▶ **Problem 1**
In the SEO text, reproduce the passage starting at "Each item has" and ending at "search engine friendly.", replacing "duplicate content" with "repeated content".
▶ **Problem 2**
According to the SEO text, what is Google's Panda Algorithm partially out to do?
▶ **Problem 3**
List, from the root outward, the levels of site structure that the SEO text recommends.

▶ **Text provided**
Having an HTML sitemap that somehow links to all of your products is a great way to ensure that search engines, and users, can easily find all of your products. It is also recommended that you structure your site so more important pages are closer to the root of your website (home page) and then as you branch out gets to sub pages (categories) and then to specific items. This gives search engines an idea of what pages are important and helps them organize them (which helps them rank them). It also helps them follow those links from top to bottom and find all of your content.
Each item has its own details page, which is accessed via
http://www.mysite.com/item.php?id=item_id
or
http://www.mysite.com/item.php/id/title
This is also bad for SEO. When you can pull up the same page using two different URLs you have duplicate content on your website. Google is on a crusade to increase the quality of their index and they consider duplicate content to be low quality. Their infamous Panda Algorithm is partially out to find and penalize sites with low quality content. Considering how many products you have it is only a matter of time before you are penalized for this. Fortunately the solution is easy. You just need to specify a canonical URL for your product pages. I recommend the second format as it is more search engine friendly.

▶ **Stored records**
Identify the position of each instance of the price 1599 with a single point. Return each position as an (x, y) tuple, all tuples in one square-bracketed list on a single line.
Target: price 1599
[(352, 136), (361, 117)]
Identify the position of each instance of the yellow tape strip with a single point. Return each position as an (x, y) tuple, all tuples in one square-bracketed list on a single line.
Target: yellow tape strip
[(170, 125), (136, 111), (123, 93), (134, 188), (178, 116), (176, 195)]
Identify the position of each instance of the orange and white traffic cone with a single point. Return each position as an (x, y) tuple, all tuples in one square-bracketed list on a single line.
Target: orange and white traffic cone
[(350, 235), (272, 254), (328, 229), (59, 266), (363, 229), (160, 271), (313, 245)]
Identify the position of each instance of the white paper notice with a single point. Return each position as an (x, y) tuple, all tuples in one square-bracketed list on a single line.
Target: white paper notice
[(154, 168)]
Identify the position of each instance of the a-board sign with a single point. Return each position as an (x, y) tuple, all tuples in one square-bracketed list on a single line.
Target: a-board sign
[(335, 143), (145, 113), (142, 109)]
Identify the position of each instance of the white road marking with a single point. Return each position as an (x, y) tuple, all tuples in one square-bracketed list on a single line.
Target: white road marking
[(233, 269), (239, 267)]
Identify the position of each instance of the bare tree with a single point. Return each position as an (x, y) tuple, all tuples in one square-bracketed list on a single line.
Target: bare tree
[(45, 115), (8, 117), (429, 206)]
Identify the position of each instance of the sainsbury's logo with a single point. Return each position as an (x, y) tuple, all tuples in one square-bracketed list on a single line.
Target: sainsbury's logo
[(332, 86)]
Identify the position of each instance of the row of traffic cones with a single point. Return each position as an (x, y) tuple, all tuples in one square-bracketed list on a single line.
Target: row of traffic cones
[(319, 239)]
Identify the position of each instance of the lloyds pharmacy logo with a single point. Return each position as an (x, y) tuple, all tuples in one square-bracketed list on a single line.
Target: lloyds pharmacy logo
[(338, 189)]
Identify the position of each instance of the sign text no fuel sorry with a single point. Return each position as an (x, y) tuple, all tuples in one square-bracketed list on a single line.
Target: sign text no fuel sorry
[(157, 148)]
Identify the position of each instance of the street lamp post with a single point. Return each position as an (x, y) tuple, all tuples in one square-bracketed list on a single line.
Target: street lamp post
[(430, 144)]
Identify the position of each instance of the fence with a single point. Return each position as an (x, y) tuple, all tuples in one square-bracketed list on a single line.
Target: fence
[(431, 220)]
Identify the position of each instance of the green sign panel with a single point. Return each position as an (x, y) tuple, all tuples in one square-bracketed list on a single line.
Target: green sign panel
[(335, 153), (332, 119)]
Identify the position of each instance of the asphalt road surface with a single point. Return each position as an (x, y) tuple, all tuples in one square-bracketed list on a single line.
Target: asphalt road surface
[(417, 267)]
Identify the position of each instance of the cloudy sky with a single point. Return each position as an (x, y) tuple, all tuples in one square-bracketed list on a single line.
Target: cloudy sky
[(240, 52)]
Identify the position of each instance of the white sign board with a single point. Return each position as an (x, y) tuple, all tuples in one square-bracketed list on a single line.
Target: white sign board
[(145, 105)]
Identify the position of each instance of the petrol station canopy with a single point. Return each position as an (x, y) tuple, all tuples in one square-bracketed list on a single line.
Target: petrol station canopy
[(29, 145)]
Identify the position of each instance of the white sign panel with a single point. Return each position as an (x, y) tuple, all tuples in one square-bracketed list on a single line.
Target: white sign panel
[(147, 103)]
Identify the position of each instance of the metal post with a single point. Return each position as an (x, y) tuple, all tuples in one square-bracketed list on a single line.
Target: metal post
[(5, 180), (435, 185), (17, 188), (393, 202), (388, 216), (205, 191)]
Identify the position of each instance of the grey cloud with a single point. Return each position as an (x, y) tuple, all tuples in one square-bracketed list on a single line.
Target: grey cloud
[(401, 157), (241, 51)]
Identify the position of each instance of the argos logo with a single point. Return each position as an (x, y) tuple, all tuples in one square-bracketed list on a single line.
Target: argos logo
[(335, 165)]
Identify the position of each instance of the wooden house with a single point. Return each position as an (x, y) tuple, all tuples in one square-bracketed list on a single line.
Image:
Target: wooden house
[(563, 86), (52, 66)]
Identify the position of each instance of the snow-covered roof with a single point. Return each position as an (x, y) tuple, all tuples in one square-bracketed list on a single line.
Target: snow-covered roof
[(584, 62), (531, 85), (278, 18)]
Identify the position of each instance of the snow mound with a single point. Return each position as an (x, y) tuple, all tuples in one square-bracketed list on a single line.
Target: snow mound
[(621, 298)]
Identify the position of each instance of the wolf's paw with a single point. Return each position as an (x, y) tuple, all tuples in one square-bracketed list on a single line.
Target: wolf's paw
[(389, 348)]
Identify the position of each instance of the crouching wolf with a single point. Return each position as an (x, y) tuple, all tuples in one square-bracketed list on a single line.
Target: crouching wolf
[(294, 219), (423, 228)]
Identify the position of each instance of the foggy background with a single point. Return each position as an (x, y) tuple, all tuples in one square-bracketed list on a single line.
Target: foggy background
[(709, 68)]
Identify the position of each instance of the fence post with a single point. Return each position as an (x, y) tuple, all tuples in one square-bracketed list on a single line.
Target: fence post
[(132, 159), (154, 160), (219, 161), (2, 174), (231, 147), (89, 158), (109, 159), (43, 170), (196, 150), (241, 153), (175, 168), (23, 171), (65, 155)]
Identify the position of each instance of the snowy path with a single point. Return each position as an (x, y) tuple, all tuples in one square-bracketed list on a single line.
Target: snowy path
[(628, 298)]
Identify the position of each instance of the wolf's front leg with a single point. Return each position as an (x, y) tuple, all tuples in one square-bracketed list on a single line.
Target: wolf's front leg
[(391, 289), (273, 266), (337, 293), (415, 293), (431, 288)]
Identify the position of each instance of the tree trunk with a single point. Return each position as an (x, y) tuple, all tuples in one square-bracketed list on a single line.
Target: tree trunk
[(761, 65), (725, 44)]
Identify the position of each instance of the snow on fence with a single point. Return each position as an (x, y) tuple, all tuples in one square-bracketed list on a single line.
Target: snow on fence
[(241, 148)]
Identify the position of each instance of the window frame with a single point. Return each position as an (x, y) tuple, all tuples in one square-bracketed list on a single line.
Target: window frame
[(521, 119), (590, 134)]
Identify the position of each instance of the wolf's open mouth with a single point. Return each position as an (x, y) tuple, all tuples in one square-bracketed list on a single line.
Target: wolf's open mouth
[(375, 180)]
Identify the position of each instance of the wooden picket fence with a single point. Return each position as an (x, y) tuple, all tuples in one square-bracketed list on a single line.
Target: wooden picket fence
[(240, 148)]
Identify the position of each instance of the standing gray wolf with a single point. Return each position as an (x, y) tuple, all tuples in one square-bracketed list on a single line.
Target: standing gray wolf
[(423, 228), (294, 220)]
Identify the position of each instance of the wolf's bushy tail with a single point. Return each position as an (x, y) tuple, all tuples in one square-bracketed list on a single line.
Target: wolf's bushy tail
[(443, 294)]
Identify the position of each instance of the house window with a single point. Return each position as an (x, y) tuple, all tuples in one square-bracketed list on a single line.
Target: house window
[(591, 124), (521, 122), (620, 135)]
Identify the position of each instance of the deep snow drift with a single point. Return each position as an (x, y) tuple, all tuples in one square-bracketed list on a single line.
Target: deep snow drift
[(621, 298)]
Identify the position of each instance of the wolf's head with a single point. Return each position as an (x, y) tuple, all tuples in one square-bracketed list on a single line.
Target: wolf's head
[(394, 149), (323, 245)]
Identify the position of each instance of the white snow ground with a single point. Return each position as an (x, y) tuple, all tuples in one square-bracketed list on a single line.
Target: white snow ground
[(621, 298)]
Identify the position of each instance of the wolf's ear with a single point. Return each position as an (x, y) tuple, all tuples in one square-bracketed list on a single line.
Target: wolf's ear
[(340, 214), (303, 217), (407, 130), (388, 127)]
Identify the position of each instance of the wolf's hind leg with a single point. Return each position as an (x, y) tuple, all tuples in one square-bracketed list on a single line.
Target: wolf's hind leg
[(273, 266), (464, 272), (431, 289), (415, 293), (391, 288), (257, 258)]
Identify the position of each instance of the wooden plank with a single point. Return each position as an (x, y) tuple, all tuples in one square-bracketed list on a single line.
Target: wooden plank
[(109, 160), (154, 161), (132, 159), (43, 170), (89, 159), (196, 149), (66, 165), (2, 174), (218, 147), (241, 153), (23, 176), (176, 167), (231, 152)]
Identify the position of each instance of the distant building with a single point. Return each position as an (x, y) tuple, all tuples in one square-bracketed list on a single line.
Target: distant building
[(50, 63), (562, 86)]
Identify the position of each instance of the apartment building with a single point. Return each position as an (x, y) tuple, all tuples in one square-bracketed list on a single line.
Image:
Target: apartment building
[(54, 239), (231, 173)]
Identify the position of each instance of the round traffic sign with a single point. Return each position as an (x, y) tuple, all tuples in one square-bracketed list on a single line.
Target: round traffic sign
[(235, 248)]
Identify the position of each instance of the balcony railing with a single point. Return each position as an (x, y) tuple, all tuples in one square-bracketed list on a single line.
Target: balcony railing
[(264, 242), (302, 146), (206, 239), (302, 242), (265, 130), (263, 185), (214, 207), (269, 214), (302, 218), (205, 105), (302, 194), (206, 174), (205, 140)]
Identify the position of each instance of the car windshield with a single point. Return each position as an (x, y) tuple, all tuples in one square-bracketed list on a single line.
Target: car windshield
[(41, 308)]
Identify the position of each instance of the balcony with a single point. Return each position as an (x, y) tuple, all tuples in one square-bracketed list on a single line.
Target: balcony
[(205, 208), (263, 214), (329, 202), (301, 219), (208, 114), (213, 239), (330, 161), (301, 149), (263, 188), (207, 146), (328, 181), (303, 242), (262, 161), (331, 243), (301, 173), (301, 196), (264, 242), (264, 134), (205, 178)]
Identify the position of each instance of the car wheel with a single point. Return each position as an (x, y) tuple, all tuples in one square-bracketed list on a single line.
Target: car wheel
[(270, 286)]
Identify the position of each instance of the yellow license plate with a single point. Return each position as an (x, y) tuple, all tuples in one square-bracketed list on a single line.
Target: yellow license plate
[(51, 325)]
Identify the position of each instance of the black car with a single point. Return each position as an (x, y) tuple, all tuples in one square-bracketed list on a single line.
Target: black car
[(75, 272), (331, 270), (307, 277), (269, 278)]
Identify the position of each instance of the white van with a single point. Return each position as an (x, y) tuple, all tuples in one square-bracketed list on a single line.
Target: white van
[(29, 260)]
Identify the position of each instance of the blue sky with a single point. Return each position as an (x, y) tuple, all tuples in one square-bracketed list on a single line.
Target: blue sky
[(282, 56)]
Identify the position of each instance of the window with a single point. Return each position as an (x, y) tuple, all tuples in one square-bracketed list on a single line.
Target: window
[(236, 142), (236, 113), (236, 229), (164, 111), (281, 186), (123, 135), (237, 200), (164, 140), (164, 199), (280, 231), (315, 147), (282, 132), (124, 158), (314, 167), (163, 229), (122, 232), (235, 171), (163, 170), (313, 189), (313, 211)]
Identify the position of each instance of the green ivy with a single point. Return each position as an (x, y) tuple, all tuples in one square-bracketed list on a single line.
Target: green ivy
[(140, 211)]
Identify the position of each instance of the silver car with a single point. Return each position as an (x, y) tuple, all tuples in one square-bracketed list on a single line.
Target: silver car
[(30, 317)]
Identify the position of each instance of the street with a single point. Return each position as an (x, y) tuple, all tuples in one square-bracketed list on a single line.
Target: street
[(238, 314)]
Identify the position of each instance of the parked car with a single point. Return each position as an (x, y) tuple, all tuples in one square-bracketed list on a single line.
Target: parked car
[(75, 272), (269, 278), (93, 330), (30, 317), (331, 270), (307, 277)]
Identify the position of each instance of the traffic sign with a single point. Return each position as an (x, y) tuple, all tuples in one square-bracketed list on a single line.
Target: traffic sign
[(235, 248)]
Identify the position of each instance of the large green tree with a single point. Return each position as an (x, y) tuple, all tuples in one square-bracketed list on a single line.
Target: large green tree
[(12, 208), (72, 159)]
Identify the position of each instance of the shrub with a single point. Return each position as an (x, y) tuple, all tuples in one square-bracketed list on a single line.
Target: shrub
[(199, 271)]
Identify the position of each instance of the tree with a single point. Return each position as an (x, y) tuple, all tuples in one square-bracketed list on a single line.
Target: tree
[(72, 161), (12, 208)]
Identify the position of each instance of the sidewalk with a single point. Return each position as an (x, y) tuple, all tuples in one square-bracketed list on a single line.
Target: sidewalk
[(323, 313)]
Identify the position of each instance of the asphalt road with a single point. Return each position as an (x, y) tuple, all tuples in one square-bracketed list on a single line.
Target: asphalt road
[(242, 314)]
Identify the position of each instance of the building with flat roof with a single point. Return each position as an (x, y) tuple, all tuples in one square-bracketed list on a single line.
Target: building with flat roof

▶ **Final result 1**
Each item has its own details page, which is accessed via
http://www.mysite.com/item.php?id=item_id
or
http://www.mysite.com/item.php/id/title
This is also bad for SEO. When you can pull up the same page using two different URLs you have repeated content on your website. Google is on a crusade to increase the quality of their index and they consider repeated content to be low quality. Their infamous Panda Algorithm is partially out to find and penalize sites with low quality content. Considering how many products you have it is only a matter of time before you are penalized for this. Fortunately the solution is easy. You just need to specify a canonical URL for your product pages. I recommend the second format as it is more search engine friendly.

▶ **Final result 2**
It is partially out to find and penalize sites with low quality content.

▶ **Final result 3**
1. The root of the website (home page)
2. Sub pages (categories)
3. Specific items